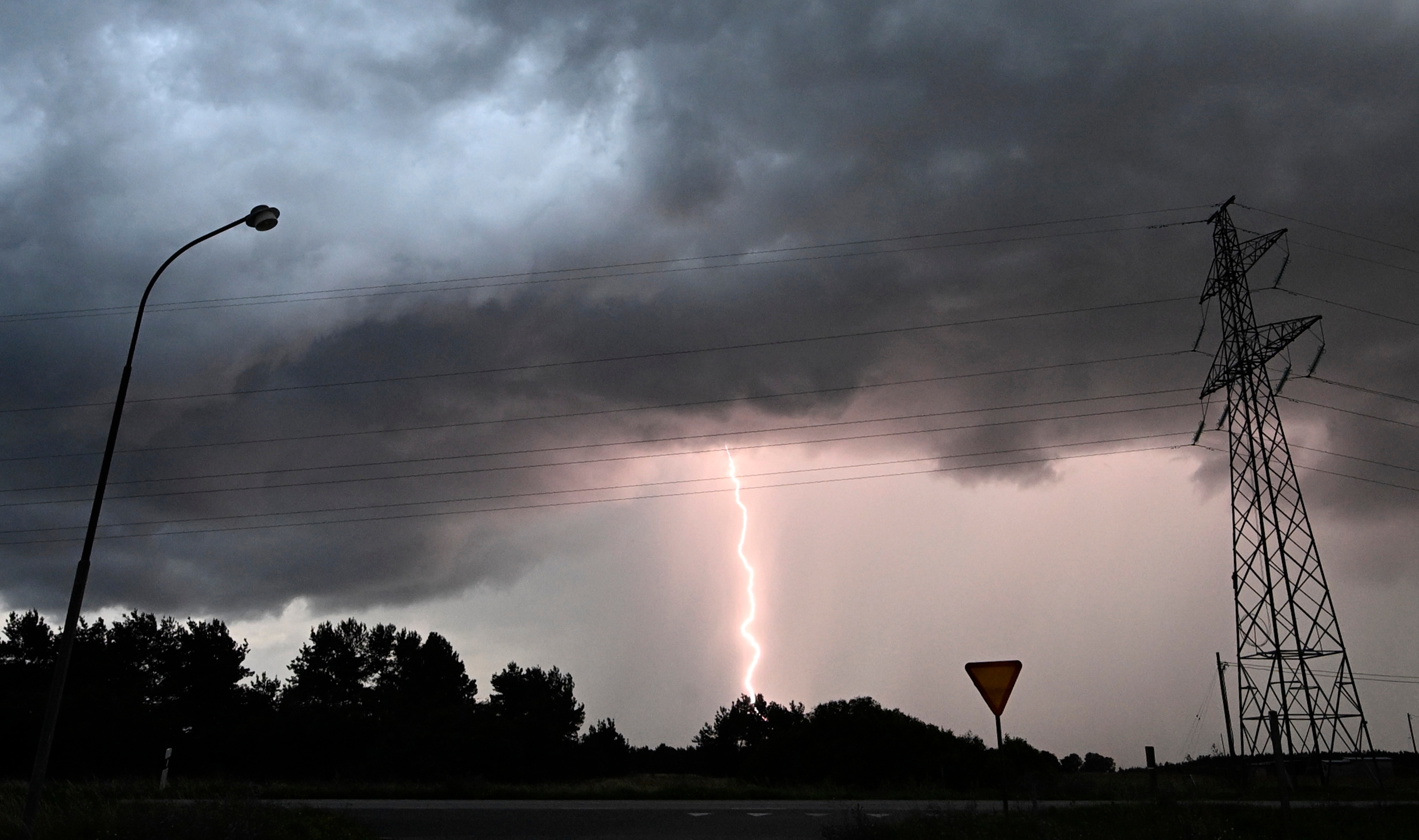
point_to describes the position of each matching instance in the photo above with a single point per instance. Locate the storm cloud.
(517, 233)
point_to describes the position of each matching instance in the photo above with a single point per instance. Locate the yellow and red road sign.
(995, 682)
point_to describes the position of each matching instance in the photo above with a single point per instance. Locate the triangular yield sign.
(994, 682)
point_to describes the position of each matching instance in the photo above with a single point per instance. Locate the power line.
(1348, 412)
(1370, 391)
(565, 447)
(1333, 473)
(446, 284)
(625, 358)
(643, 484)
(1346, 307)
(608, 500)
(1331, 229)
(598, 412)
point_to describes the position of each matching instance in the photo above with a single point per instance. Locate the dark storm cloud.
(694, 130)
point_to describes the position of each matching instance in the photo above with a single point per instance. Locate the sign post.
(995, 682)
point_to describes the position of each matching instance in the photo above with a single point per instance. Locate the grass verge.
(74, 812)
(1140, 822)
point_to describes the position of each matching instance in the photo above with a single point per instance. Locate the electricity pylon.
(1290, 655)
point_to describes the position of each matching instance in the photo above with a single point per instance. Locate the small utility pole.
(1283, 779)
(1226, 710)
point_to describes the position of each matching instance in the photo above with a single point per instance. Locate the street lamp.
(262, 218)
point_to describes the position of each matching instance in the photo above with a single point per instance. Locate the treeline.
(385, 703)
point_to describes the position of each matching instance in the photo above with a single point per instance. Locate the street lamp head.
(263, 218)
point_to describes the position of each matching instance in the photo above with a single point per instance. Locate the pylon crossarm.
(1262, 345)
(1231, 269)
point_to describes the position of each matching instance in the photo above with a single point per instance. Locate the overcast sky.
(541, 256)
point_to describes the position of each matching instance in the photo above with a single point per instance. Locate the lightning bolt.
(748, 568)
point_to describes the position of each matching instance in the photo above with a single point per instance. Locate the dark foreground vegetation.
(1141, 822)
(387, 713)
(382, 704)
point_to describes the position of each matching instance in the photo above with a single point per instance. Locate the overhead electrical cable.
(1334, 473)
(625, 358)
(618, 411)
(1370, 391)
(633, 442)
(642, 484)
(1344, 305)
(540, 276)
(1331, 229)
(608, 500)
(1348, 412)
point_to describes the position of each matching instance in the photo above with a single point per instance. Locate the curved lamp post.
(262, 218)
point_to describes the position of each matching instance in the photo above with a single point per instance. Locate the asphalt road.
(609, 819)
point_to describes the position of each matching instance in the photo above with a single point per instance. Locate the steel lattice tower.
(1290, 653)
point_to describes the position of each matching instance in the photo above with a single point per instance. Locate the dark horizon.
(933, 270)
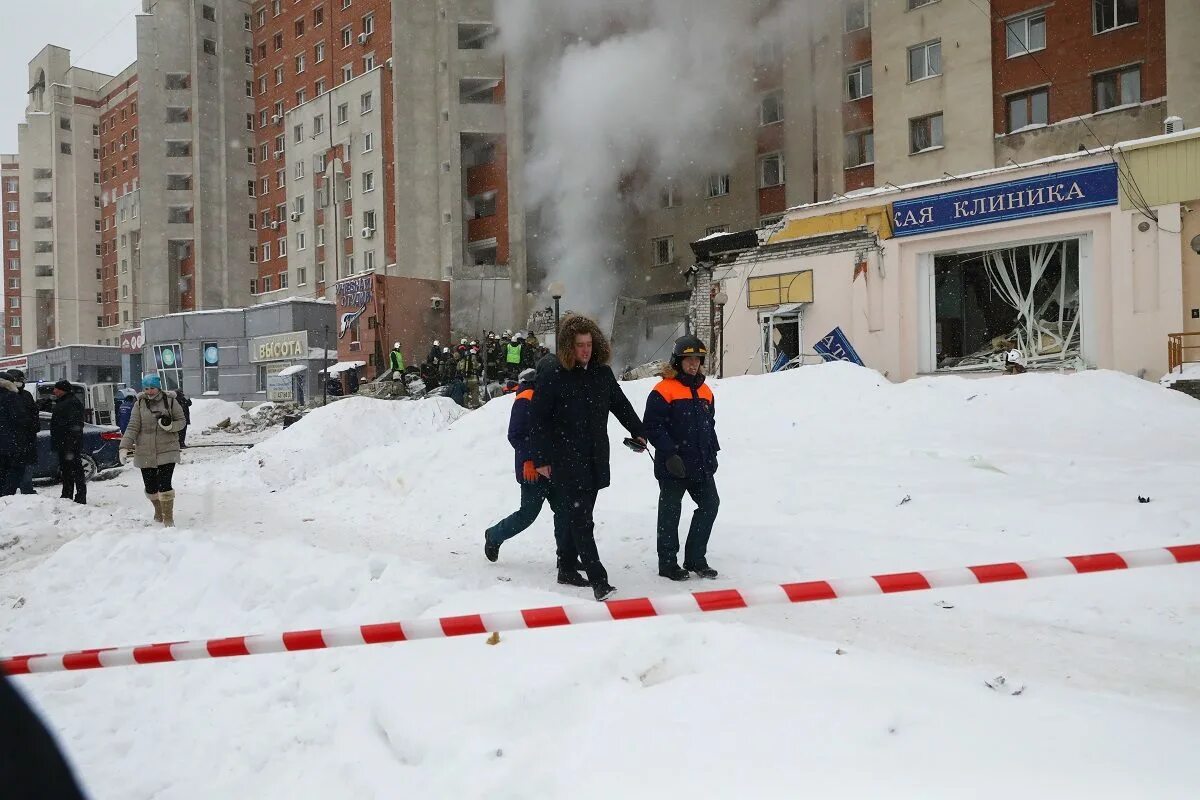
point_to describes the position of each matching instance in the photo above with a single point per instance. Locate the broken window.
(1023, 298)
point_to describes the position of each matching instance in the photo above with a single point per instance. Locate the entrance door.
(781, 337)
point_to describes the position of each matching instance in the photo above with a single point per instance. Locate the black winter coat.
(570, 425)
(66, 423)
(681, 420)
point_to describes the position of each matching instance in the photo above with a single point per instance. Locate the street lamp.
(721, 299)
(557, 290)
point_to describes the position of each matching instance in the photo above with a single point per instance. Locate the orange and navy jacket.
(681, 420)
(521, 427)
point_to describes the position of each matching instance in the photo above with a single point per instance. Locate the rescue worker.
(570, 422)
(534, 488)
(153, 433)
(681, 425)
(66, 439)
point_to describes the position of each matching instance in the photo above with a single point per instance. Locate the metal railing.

WHAT IS BEING ASKED:
Reproduce each line above exactly, but not a single picture.

TASK ANSWER:
point_to describes the position of each matching instance in the photo above with a single point per instance. Locate the storm cloud.
(517, 233)
point_to describes the position of each matching instance in the photo above with a single point per instance. Locate the yellow and red road sign.
(995, 682)
point_to describes the position of each matching instance in the photo above with a single point per instance. Locate the triangular yield sign.
(994, 682)
point_to describes the position of each matching instance in the photo above with a single point per instance. Locate the power line.
(1348, 412)
(1370, 391)
(565, 447)
(1333, 473)
(446, 284)
(625, 358)
(643, 484)
(1346, 307)
(608, 500)
(1331, 229)
(598, 412)
point_to describes the position of each matching instance in the photo above with a single point per instance. Locate the dark storm cloud.
(694, 130)
point_to describes the position of each matching instance in the photo above with a single point per instance. Locate the sign post.
(995, 682)
point_to describes the position of each matching instance in the photo above with a single point per instance. Locate the grass verge.
(74, 812)
(1140, 822)
point_to describes the position of each matching instance in the photo above with a single point per instance. Locate the electricity pylon.
(1290, 655)
point_to describes the position of each matching instance in the photo above with a single point per instance. Locate the small utility pole.
(1283, 779)
(1226, 710)
point_to describes the position of each matching instance in the photo above with a single point per instance. Locate the street lamp.
(262, 218)
point_to describes the position of each matching instance in the photo above with a single point per instance. Locate the treeline.
(385, 703)
point_to describes the position of each matching instance in the photo above with a single point per instance. Locate the street lamp head.
(263, 218)
point_to describes the position of each matching instance in the photo above with a single point per instance. Locate the pylon crossarm.
(1262, 345)
(1231, 269)
point_to describes the position of each matching instance in the photo above with a single point per instance. Locate the overcast sky.
(541, 256)
point_to describes the position of each matching instance in the photo above with a single point per instance. Locate the lightning bolt.
(748, 568)
point_to describes the position of each matching instance in the photo above with a single point per instance. Locate the dark foreground vegetation.
(1141, 822)
(387, 713)
(382, 704)
point_to describes the position of each matching instance in the photo above with a single point per instance. Locate the overhead electrical cable.
(1334, 473)
(625, 358)
(618, 411)
(1370, 391)
(633, 442)
(642, 484)
(1344, 305)
(540, 276)
(1331, 229)
(608, 500)
(1348, 412)
point_to describes the position of each matching instance in the photo above with a single point per instance. Locate the curved lamp post.
(262, 218)
point_to describes the position of each matching instance in the photo above with a single point per instance. Locate the asphalt road.
(609, 819)
point_to describes the position of each matching instance in the photo above with a single point per instance. Locate the steel lattice tower.
(1290, 653)
point_to describes the position of each matching instance in the photo above with a single point per instance. Locate the dark horizon.
(933, 270)
point_to describes the position of each matching instance in the photo above with a single point per instance. Locate the broken window.
(1023, 298)
point_to describes the position of each matching instance in the photo above with a single point per instance. Locate the entrance door.
(781, 337)
point_to describes the position of each matching instance in the photo above with a single point per instance. Locate the black winter coat.
(570, 425)
(66, 423)
(681, 420)
point_to describes the position of each matching instance in the photo above with a single point per instance. Locate the street lamp.
(721, 299)
(557, 290)
point_to describes the position of each matching instance in the photo above with a single point per instance. Locate the orange and navy jacket.
(681, 420)
(521, 427)
point_to describes the position of each matching instance in the photo above with a single point per instance. Locate the rescue worker.
(570, 422)
(534, 488)
(153, 433)
(681, 425)
(66, 439)
point_to describes the position of each matching instance in the photo above with a single point per instance. Locate the metal railing.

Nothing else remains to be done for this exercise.